What you are asked to do =>
Continue the Omaha hi-lo poker thread below, picking up right after its last sentence.

── Selected passage

Within how many hands can you expect to be dealt A2 with any two random cards


and

A3 with any two random cards


Thankyou very much

Michael - The answer for A3XX, or any two particular cards, is the same as for A2XX, about one time in every 15.6 deals.


For A2XX, I assumed you meant to include duplications of aces and deuces. If so, you must include AAA2, AA22, A222, AA2X, A22X and A2XX, where X is any of the 44 cards which are neither ace nor deuce.


Following is my math, in chart form.


AAA2 4*4 = 16

AA22 6*6 = 36

A222 4*4 = 16

AA2X 6*4*44 = 1056

A22X 6*4*44 = 1056

A2XX 4*4*44*43/2 = 15136


16 + 36 + 16 + 1056 + 1056 + 15136 = 17316


17316/270725 = 0.06396


1/0.06396 = 15.6


If you wanted any combination of A2 and/or A3, you'd want to include AAA2, AA22, A222, AA2X, A22X, A2XX, AAA3, AA33, A333, AA3X, A33X, A3XX, AA23, A223, A233, and A23X, where X is any of the 40 cards which are neither ace, deuce, nor trey.


scratchwork:

4*4 + 6*6 + 4*4 + 6*4*40 + 4*6*40 + 4*4*40*39/2 +

4*4 + 6*6 + 4*4 + 6*4*40 + 4*6*40 + 4*4*40*39/2 + 6*4*4 + 4*6*4 + 4*4*6 + 4*4*4*40 = 27808


27808/270725 = 0.103


or roughly once in every ten deals you'll have some combination of A2 and/or A3.


If there is something you don't understand, ask and I'll give a brief explanation.


Never a guarantee my math is correct but someone is usually kind enough to point out my errors.


Buzz

Thankyou very much for all of your help buzz, i really thought that the information you provided was useful.


One more question: I am pretty knew to omaha hi low, i mean i play better starting hands than many of the people in my regular 4-8 games but i am not sure whether i am too tight or too loose. Do you recommend any strategies for starting hands, is it like holdem does it depend on position or is there some sort of a system?


Thankyou very much in advance

Michael - There's too much to say to put it all in one post, but here are some pointers.

────
── Extracted information

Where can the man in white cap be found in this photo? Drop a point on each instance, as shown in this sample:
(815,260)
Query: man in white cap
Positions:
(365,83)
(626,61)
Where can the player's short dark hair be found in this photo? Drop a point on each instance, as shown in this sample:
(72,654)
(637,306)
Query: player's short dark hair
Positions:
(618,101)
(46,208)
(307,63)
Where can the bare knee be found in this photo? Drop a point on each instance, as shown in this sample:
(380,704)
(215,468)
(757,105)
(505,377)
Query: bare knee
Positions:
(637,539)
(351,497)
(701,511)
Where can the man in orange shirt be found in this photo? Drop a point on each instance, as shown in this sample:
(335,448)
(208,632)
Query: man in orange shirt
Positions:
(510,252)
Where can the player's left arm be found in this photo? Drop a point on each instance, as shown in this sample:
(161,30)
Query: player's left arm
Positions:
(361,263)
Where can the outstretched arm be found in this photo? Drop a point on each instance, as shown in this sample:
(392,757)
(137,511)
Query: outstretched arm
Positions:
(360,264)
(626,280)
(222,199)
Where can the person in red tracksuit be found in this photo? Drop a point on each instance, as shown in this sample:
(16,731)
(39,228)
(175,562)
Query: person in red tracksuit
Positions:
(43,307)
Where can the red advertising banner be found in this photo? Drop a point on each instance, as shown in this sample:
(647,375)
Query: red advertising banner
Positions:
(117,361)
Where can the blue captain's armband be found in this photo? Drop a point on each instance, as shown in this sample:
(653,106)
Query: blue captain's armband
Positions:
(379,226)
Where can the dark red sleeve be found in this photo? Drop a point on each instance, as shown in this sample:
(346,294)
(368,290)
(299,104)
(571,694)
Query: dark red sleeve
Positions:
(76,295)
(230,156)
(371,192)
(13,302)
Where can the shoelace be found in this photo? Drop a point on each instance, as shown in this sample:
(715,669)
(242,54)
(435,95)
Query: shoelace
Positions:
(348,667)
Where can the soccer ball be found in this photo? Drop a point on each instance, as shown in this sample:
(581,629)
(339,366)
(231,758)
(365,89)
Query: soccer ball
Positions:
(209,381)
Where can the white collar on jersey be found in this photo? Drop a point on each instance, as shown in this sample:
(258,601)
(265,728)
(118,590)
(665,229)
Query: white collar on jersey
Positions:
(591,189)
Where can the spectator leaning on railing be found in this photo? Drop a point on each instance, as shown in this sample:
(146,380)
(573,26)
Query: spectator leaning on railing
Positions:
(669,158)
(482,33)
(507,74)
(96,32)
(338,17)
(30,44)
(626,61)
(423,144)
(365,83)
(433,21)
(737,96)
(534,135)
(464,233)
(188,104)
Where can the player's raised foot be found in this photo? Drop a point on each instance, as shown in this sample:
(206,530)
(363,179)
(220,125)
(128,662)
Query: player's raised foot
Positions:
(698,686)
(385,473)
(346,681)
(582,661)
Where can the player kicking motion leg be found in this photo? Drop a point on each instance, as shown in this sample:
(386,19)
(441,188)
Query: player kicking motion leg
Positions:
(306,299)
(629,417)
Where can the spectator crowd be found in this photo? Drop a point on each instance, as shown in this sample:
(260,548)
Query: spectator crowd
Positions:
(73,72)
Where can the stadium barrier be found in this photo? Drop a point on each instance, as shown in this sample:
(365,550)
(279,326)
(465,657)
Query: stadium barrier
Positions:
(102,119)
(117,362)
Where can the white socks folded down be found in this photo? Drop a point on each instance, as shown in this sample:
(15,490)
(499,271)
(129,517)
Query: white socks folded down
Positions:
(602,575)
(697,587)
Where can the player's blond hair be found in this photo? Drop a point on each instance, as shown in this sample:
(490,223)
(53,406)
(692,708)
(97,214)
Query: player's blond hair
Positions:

────

Exercise result =>
(1) Game selection is the key to winning in poker. Period. Find a game where the players are weaker than you.


(2) Buy Ray Zee's excellent split poker book and closely follow the advice in it. You'll obviously need more than the book to win, but Ray's book will help. Also read whatever else you can find about Omaha-8, in books, articles, and posts.


You also need to "play good poker," as Ray puts it. This involves figuring out what cards your opponents are playing and playing accordingly.


(3a) Play very tight, at least at the start.


(3b) Play tight. Play only hands with a good chance to scoop. If you play hands with high cards (hoping that a low is not possible), you want all your cards "working together." For example, K-Q-J-9 and K-Q-Q-T are playable but K-Q-T-3 is not.


(3c) Play tight. If you play hands with low cards, you want an ace. Even 2-3-4-5 is not a very good hand, although it is generally playable. Any A-2-X-X is playable, but without another wheel card, preferably a 3, is not very good. I also generally play many, but not all, A-3-X-X hands. (I play all A-3 hands with a suited ace). I also generally play most, but not all A-4-5-X hands if they have a suited ace.


(3d) Play tight. Note that you are not playing A-2-X-X because it has a good chance to win for low. You are playing it because it has a good chance to scoop.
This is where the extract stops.